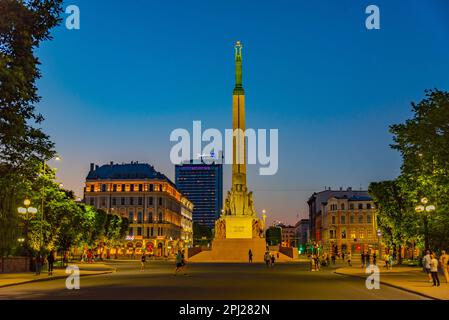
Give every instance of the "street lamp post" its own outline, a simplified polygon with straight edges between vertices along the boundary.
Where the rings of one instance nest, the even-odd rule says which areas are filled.
[[[18,212],[19,214],[25,215],[25,230],[24,230],[25,238],[24,238],[24,239],[23,239],[23,238],[20,238],[20,239],[19,239],[19,242],[24,243],[24,247],[25,247],[25,250],[26,250],[26,254],[27,254],[27,256],[29,256],[29,254],[30,254],[30,252],[29,252],[29,251],[30,251],[30,250],[29,250],[29,244],[28,244],[28,238],[29,238],[29,237],[28,237],[28,233],[29,233],[29,230],[28,230],[28,223],[29,223],[29,221],[30,221],[29,215],[30,215],[30,214],[36,214],[36,213],[37,213],[37,209],[30,206],[30,205],[31,205],[31,201],[28,200],[28,199],[25,199],[25,200],[23,201],[23,205],[24,205],[25,207],[19,207],[19,208],[17,208],[17,212]]]
[[[429,204],[429,199],[426,197],[421,198],[421,204],[417,205],[415,207],[415,211],[417,213],[424,212],[423,219],[424,219],[424,247],[426,250],[429,249],[429,221],[428,221],[428,214],[432,211],[435,211],[435,206],[433,204]]]
[[[381,250],[381,247],[380,247],[380,237],[381,236],[382,236],[382,231],[380,231],[380,229],[379,229],[379,230],[377,230],[377,249],[379,250],[379,259],[382,256],[382,250]]]

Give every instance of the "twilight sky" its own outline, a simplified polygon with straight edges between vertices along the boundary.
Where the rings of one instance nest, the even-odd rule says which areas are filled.
[[[174,179],[173,129],[232,127],[233,43],[243,42],[247,127],[279,129],[279,170],[249,168],[256,210],[295,223],[325,186],[394,178],[388,126],[426,88],[449,89],[449,2],[74,0],[37,53],[38,106],[82,196],[89,163],[149,162]],[[365,28],[378,5],[381,29]],[[66,15],[64,16],[66,17]],[[229,188],[230,168],[225,168]]]

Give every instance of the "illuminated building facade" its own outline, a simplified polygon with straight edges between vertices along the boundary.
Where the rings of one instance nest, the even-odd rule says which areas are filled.
[[[367,191],[329,189],[315,193],[308,203],[310,220],[314,221],[313,240],[324,252],[360,254],[379,250],[376,211]]]
[[[91,164],[84,202],[129,219],[119,254],[168,256],[192,243],[192,202],[149,164]]]

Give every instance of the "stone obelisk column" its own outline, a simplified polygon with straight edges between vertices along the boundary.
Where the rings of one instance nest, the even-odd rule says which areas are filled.
[[[235,87],[232,93],[232,187],[246,187],[246,143],[245,143],[245,91],[242,85],[242,44],[235,44]]]

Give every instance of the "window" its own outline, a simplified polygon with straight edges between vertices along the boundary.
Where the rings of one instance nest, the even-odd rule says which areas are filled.
[[[353,203],[350,203],[350,204],[349,204],[349,209],[350,209],[350,210],[354,210],[354,204],[353,204]]]
[[[153,197],[148,198],[148,205],[153,206]]]
[[[143,184],[139,184],[139,192],[143,191]]]
[[[90,198],[89,202],[91,206],[95,206],[95,198]]]
[[[112,191],[113,191],[113,192],[117,192],[117,185],[116,185],[116,184],[113,184],[113,185],[112,185]]]
[[[371,203],[367,203],[366,204],[366,208],[369,210],[369,209],[371,209]]]
[[[137,204],[138,204],[139,206],[141,206],[141,205],[142,205],[142,202],[143,202],[143,198],[142,198],[142,197],[139,197],[139,198],[137,199]]]
[[[359,223],[363,223],[363,214],[359,214]]]
[[[126,191],[126,184],[122,184],[122,192]]]
[[[129,228],[129,235],[130,236],[133,236],[134,235],[134,228]]]
[[[365,238],[365,230],[360,229],[360,231],[359,231],[359,238],[360,239],[364,239]]]
[[[345,215],[342,215],[342,216],[340,217],[340,223],[341,223],[341,224],[346,224],[346,216],[345,216]]]
[[[162,198],[161,197],[159,197],[159,203],[158,203],[160,206],[162,206]]]
[[[121,204],[122,206],[125,205],[125,197],[122,197],[122,198],[120,199],[120,204]]]
[[[158,219],[159,223],[162,223],[162,212],[159,212],[159,219]]]
[[[106,198],[105,197],[101,197],[101,205],[102,207],[106,207]]]
[[[137,223],[143,222],[143,214],[142,211],[137,212]]]
[[[134,197],[129,197],[129,205],[130,206],[134,205]]]
[[[138,228],[137,228],[137,235],[138,235],[138,236],[141,236],[141,235],[142,235],[142,228],[141,228],[141,227],[138,227]]]
[[[351,239],[355,238],[356,238],[355,230],[351,230]]]
[[[344,203],[342,203],[340,207],[341,207],[341,210],[345,210],[345,204]]]
[[[150,227],[147,227],[147,237],[150,236]]]
[[[153,233],[154,233],[154,228],[153,227],[151,227],[150,232],[151,232],[150,235],[153,236]]]
[[[350,216],[349,216],[349,223],[350,224],[353,224],[354,223],[354,219],[355,217],[354,217],[354,215],[353,214],[351,214]]]
[[[345,229],[343,229],[343,230],[341,231],[341,238],[342,238],[342,239],[346,239],[346,230],[345,230]]]
[[[129,217],[129,223],[133,223],[134,222],[134,212],[130,211],[128,217]]]
[[[335,236],[336,236],[335,230],[329,230],[329,238],[335,239]]]
[[[149,188],[150,192],[153,191],[154,190],[153,185],[150,184],[149,186],[150,186],[150,188]]]
[[[359,203],[359,210],[363,209],[363,203]]]
[[[366,223],[371,223],[371,215],[370,214],[366,215]]]
[[[90,186],[90,192],[95,192],[95,186],[94,185]]]
[[[131,184],[131,185],[129,186],[129,190],[130,190],[130,191],[134,191],[134,185],[133,185],[133,184]]]
[[[116,198],[116,197],[113,197],[113,198],[112,198],[112,205],[113,205],[113,206],[116,206],[116,205],[117,205],[117,198]]]
[[[336,218],[335,218],[335,216],[332,216],[332,224],[336,224]]]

● The problem: Leaving all pictures aside, quote each record exactly.

● Task output:
Give every instance of the "street lamp post" its own outline, a simplified polygon with straight edges between vertices along the boundary.
Where the rings of one instance nest, the even-odd rule says which areas are filled.
[[[18,212],[19,214],[25,215],[25,230],[24,230],[25,238],[24,238],[24,239],[23,239],[23,238],[20,238],[20,239],[19,239],[19,242],[24,243],[24,247],[25,247],[25,250],[26,250],[26,254],[27,254],[27,256],[29,256],[29,254],[30,254],[30,252],[29,252],[29,251],[30,251],[30,250],[29,250],[29,244],[28,244],[28,238],[29,238],[29,237],[28,237],[28,233],[29,233],[29,230],[28,230],[28,223],[29,223],[29,221],[30,221],[29,215],[30,215],[30,214],[36,214],[36,213],[37,213],[37,209],[30,206],[30,205],[31,205],[31,201],[28,200],[28,199],[25,199],[25,200],[23,201],[23,205],[24,205],[25,207],[19,207],[19,208],[17,208],[17,212]]]
[[[429,204],[429,199],[426,197],[421,198],[421,204],[417,205],[415,207],[415,211],[417,213],[424,212],[423,219],[424,219],[424,247],[426,250],[429,249],[429,221],[428,221],[428,214],[432,211],[435,211],[435,206],[433,204]]]
[[[381,250],[381,247],[380,247],[380,237],[381,236],[382,236],[382,231],[380,231],[380,229],[379,229],[379,230],[377,230],[377,249],[379,250],[379,259],[382,256],[382,250]]]

Give every instance of the "twilight sky" its own outline, a simplified polygon with straight edges between vertices along the boundary.
Where the rings of one instance nest, the even-odd rule says which areas are filled.
[[[174,179],[173,129],[232,127],[233,43],[243,42],[247,127],[279,129],[279,170],[249,168],[256,210],[295,223],[325,186],[394,178],[388,126],[426,88],[449,89],[449,2],[74,0],[37,53],[38,106],[82,196],[89,163],[149,162]],[[365,28],[378,5],[381,29]],[[66,15],[64,16],[66,17]],[[229,188],[230,168],[225,168]]]

Give every instance of the "illuminated building facade" its own outline, a simplified polygon with straight edges between vertices along the boundary.
Where the rings of one instance nest, the even-odd rule says which areas are filled.
[[[367,191],[329,189],[315,193],[308,203],[310,220],[314,221],[313,240],[324,252],[360,254],[379,250],[376,211]]]
[[[91,164],[84,202],[129,219],[119,254],[168,256],[192,243],[192,202],[149,164]]]

Give every instance of the "stone obelisk column" its own outline, a simplified polygon with straight edges between vertices along the boundary.
Where the rings of one instance nest, the even-odd rule says which areas are filled.
[[[235,87],[232,93],[232,187],[246,187],[246,143],[245,143],[245,91],[242,85],[242,44],[235,44]]]

Give every instance of the "window" its own outline, a simplified polygon with straight edges between vertices along the boundary.
Where the rings of one instance nest, the even-odd rule says which areas are filled.
[[[353,203],[350,203],[350,204],[349,204],[349,209],[350,209],[350,210],[354,210],[354,204],[353,204]]]
[[[153,197],[148,198],[148,205],[153,206]]]
[[[143,184],[139,184],[139,192],[143,191]]]
[[[90,198],[89,202],[91,206],[95,206],[95,198]]]
[[[112,191],[113,191],[113,192],[117,192],[117,185],[116,185],[116,184],[113,184],[113,185],[112,185]]]
[[[371,203],[367,203],[366,204],[366,208],[369,210],[369,209],[371,209]]]
[[[137,204],[138,204],[139,206],[141,206],[141,205],[142,205],[142,202],[143,202],[143,198],[142,198],[142,197],[139,197],[139,198],[137,199]]]
[[[359,223],[363,223],[363,214],[359,214]]]
[[[126,191],[126,184],[122,184],[122,192]]]
[[[129,228],[129,235],[130,236],[133,236],[134,235],[134,228]]]
[[[365,238],[365,230],[360,229],[360,231],[359,231],[359,238],[360,239],[364,239]]]
[[[345,215],[342,215],[342,216],[340,217],[340,223],[341,223],[341,224],[346,224],[346,216],[345,216]]]
[[[162,198],[161,197],[159,197],[159,203],[158,203],[160,206],[162,206]]]
[[[121,204],[122,206],[125,205],[125,197],[122,197],[122,198],[120,199],[120,204]]]
[[[158,219],[159,223],[162,223],[162,212],[159,212],[159,219]]]
[[[106,198],[105,197],[101,197],[101,205],[102,207],[106,207]]]
[[[137,223],[143,222],[143,214],[142,211],[137,212]]]
[[[134,197],[129,197],[129,205],[130,206],[134,205]]]
[[[138,228],[137,228],[137,235],[138,235],[138,236],[141,236],[141,235],[142,235],[142,228],[141,228],[141,227],[138,227]]]
[[[351,239],[355,238],[356,238],[355,230],[351,230]]]
[[[344,203],[342,203],[340,207],[341,207],[341,210],[345,210],[345,204]]]
[[[150,227],[147,227],[147,237],[150,236]]]
[[[153,233],[154,233],[154,228],[153,227],[151,227],[150,232],[151,232],[150,235],[153,236]]]
[[[350,216],[349,216],[349,223],[350,224],[353,224],[354,223],[354,219],[355,217],[354,217],[354,215],[353,214],[351,214]]]
[[[345,229],[343,229],[343,230],[341,231],[341,238],[342,238],[342,239],[346,239],[346,230],[345,230]]]
[[[129,217],[129,223],[133,223],[134,222],[134,212],[130,211],[128,217]]]
[[[335,236],[336,236],[335,230],[329,230],[329,238],[335,239]]]
[[[149,188],[150,192],[153,191],[154,190],[153,185],[150,184],[149,186],[150,186],[150,188]]]
[[[359,203],[359,210],[363,209],[363,203]]]
[[[366,223],[371,223],[371,215],[370,214],[366,215]]]
[[[90,186],[90,192],[95,192],[95,186],[94,185]]]
[[[131,184],[131,185],[129,186],[129,190],[130,190],[130,191],[134,191],[134,185],[133,185],[133,184]]]
[[[116,198],[116,197],[113,197],[113,198],[112,198],[112,205],[113,205],[113,206],[116,206],[116,205],[117,205],[117,198]]]
[[[336,218],[335,218],[335,216],[332,216],[332,224],[336,224]]]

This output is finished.